[[ Data supplied open ]]

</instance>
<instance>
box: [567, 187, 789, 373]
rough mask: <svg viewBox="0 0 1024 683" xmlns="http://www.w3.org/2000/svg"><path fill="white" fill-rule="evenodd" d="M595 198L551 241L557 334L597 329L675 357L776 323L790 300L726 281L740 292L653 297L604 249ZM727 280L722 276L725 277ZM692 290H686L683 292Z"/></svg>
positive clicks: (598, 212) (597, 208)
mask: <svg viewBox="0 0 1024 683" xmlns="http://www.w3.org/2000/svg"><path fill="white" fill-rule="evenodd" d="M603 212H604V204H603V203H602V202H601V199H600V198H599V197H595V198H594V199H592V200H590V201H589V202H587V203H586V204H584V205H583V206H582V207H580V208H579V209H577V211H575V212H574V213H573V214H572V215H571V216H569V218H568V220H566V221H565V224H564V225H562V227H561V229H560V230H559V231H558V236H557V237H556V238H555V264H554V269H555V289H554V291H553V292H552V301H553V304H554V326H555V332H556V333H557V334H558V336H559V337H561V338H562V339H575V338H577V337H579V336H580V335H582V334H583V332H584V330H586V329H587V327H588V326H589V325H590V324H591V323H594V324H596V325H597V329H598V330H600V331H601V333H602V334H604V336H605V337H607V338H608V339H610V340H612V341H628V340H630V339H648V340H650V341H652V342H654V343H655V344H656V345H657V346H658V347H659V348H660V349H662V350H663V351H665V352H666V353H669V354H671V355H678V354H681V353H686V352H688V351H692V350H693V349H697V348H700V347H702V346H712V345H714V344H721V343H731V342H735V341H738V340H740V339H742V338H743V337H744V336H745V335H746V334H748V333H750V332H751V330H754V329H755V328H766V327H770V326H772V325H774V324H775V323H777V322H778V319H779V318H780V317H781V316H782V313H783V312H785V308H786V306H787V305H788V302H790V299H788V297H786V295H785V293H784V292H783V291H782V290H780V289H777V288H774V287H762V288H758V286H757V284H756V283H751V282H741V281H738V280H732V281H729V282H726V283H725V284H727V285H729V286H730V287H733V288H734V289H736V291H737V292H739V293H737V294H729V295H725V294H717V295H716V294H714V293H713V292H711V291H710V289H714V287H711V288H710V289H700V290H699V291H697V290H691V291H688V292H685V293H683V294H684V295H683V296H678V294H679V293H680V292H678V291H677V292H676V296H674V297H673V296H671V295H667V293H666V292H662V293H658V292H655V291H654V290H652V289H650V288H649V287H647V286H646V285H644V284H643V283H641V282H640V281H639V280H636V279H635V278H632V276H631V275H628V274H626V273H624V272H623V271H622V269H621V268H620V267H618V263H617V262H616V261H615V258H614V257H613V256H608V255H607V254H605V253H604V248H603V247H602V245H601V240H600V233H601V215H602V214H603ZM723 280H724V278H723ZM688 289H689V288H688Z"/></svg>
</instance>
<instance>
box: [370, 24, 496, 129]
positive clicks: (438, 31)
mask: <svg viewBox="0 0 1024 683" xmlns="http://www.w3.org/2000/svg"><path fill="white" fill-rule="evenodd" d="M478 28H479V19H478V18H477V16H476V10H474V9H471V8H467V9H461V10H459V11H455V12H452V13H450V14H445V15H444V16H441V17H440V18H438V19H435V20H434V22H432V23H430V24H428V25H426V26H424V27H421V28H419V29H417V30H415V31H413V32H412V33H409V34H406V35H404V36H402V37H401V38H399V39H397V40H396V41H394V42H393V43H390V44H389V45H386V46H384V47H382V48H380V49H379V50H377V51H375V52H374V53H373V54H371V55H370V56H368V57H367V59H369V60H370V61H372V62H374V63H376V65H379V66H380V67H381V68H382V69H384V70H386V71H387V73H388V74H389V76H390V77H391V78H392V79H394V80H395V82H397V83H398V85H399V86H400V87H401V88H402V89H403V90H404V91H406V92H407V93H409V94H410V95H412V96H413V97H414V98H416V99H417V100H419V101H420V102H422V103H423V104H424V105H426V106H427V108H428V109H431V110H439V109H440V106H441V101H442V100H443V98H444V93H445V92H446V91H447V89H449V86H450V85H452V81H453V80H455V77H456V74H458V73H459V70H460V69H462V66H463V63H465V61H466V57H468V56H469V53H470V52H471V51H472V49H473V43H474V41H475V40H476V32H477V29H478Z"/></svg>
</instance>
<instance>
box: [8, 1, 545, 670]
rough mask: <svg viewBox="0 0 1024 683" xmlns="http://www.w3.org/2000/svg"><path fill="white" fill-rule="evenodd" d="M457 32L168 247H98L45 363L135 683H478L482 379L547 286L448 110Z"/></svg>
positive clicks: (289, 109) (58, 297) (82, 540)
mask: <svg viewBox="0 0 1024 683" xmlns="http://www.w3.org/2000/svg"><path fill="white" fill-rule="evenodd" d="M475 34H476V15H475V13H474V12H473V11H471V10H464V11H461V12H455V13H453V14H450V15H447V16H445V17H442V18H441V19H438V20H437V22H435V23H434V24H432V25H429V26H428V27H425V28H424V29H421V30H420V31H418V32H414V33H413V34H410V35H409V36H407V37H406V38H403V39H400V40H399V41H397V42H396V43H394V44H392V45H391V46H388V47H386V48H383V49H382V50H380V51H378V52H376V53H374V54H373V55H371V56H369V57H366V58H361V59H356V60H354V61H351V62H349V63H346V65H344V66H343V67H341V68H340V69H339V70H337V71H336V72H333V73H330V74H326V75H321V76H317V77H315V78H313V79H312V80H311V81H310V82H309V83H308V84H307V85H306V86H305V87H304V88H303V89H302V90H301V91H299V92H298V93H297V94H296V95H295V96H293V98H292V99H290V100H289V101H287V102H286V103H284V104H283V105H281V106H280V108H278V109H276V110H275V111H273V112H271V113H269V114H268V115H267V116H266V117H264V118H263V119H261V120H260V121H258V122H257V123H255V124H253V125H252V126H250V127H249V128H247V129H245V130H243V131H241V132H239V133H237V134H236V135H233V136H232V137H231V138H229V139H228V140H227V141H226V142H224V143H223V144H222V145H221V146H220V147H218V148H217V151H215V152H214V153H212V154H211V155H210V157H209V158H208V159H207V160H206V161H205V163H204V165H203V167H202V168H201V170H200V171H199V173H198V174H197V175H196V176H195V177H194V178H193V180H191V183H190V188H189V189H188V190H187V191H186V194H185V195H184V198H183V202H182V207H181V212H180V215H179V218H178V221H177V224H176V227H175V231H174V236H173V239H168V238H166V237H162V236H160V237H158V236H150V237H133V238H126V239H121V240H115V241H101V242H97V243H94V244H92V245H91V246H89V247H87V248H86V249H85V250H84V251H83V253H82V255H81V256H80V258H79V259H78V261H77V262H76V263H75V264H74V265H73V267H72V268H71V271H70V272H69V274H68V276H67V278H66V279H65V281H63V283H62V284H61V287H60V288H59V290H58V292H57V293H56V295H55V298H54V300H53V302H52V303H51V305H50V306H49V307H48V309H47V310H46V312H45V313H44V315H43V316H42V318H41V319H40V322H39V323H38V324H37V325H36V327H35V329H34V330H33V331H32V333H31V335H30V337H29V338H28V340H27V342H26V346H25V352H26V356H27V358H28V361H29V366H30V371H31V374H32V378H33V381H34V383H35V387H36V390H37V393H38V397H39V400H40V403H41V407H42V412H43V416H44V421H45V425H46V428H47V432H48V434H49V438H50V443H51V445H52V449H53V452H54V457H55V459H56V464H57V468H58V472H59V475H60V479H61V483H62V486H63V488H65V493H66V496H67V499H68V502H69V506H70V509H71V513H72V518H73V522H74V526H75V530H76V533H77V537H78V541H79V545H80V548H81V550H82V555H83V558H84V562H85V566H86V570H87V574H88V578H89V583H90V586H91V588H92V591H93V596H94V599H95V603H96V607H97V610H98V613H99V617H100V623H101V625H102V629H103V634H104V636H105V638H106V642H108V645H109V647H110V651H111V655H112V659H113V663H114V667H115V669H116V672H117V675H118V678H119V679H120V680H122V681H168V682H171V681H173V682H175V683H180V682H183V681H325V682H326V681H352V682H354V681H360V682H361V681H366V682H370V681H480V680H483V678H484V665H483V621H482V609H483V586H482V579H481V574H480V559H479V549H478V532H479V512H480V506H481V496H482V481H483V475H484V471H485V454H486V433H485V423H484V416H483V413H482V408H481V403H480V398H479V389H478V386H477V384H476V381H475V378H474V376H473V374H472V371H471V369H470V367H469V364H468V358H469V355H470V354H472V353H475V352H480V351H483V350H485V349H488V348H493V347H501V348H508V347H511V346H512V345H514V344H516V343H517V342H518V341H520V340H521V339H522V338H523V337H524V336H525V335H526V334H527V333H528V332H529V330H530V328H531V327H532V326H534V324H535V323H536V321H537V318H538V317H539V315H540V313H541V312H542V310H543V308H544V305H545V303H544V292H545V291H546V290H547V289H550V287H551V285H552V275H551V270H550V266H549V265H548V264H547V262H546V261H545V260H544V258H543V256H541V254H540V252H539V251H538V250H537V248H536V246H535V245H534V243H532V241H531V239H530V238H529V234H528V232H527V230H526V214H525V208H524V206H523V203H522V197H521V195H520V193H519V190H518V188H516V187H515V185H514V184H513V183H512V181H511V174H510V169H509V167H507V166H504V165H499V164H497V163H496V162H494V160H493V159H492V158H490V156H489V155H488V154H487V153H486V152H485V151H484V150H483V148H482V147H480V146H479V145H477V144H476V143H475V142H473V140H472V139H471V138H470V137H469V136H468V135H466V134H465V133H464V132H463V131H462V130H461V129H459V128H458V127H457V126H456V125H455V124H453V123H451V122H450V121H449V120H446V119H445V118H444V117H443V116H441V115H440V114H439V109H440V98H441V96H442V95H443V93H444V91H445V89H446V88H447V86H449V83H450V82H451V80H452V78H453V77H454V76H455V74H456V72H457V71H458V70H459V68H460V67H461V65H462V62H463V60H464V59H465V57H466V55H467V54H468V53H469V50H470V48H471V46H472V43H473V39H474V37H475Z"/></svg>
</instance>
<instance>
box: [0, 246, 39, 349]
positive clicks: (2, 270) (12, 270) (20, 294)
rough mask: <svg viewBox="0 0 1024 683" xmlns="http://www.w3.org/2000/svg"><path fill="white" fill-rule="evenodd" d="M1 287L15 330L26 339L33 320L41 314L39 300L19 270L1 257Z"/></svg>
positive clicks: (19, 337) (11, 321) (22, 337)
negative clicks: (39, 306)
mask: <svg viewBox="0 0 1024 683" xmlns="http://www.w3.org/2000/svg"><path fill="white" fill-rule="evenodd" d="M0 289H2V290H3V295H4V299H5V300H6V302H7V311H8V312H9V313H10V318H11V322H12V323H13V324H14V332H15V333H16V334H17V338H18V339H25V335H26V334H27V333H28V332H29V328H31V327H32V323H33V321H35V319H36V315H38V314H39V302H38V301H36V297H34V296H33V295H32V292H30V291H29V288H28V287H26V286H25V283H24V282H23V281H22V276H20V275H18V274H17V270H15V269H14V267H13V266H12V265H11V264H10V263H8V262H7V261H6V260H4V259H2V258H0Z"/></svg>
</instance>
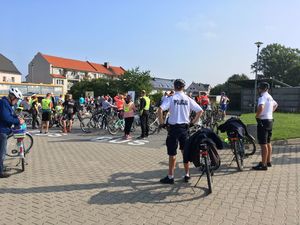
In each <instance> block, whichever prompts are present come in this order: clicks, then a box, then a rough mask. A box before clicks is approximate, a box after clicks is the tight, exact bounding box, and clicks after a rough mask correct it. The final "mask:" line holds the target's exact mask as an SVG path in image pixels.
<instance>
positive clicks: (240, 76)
mask: <svg viewBox="0 0 300 225" xmlns="http://www.w3.org/2000/svg"><path fill="white" fill-rule="evenodd" d="M238 80H249V77H248V76H247V75H246V74H243V73H242V74H233V75H232V76H230V77H229V78H228V79H227V81H226V82H225V83H223V84H218V85H216V86H215V87H213V88H212V89H211V90H210V94H211V95H220V94H221V92H223V91H224V92H229V90H230V89H232V88H233V87H235V85H234V84H232V83H230V82H231V81H238Z"/></svg>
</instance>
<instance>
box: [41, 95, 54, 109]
mask: <svg viewBox="0 0 300 225" xmlns="http://www.w3.org/2000/svg"><path fill="white" fill-rule="evenodd" d="M51 102H52V101H51V99H48V98H44V99H43V100H42V109H44V110H50V104H51Z"/></svg>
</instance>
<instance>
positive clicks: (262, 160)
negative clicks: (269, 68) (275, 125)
mask: <svg viewBox="0 0 300 225" xmlns="http://www.w3.org/2000/svg"><path fill="white" fill-rule="evenodd" d="M269 89H270V86H269V84H268V83H266V82H262V83H260V84H259V85H258V92H259V95H260V98H259V99H258V104H257V112H256V120H257V139H258V143H259V144H260V146H261V151H262V154H261V156H262V161H261V162H260V163H259V164H258V165H257V166H254V167H252V168H253V169H254V170H268V167H271V166H272V164H271V159H272V144H271V137H272V128H273V112H274V111H275V110H276V108H277V107H278V104H277V102H276V101H275V100H274V99H273V98H272V96H271V95H270V94H269V93H268V90H269Z"/></svg>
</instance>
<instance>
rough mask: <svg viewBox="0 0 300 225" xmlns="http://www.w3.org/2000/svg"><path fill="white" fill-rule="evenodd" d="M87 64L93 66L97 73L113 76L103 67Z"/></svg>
mask: <svg viewBox="0 0 300 225" xmlns="http://www.w3.org/2000/svg"><path fill="white" fill-rule="evenodd" d="M88 63H89V64H91V66H93V67H94V68H95V69H96V70H97V71H98V72H99V73H103V74H107V75H114V74H112V73H111V72H110V71H109V70H108V69H106V67H105V66H103V65H102V64H98V63H93V62H88Z"/></svg>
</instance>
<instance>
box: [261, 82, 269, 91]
mask: <svg viewBox="0 0 300 225" xmlns="http://www.w3.org/2000/svg"><path fill="white" fill-rule="evenodd" d="M258 88H259V89H262V90H269V89H270V85H269V83H267V82H261V83H259V84H258Z"/></svg>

[[ Data supplied closed ]]

*What this task involves*
Would you restate exactly the lines of the material above, from its opening line through the line with "198L551 241L557 334L597", and output only those?

*Response*
</instance>
<instance>
box: [567, 187, 789, 373]
rough mask: <svg viewBox="0 0 1024 683" xmlns="http://www.w3.org/2000/svg"><path fill="white" fill-rule="evenodd" d="M595 198L551 241L557 334L597 329L675 357L776 323L790 300L726 281L740 292L653 297L604 249ZM727 280L722 276L725 277ZM692 290H686L683 292Z"/></svg>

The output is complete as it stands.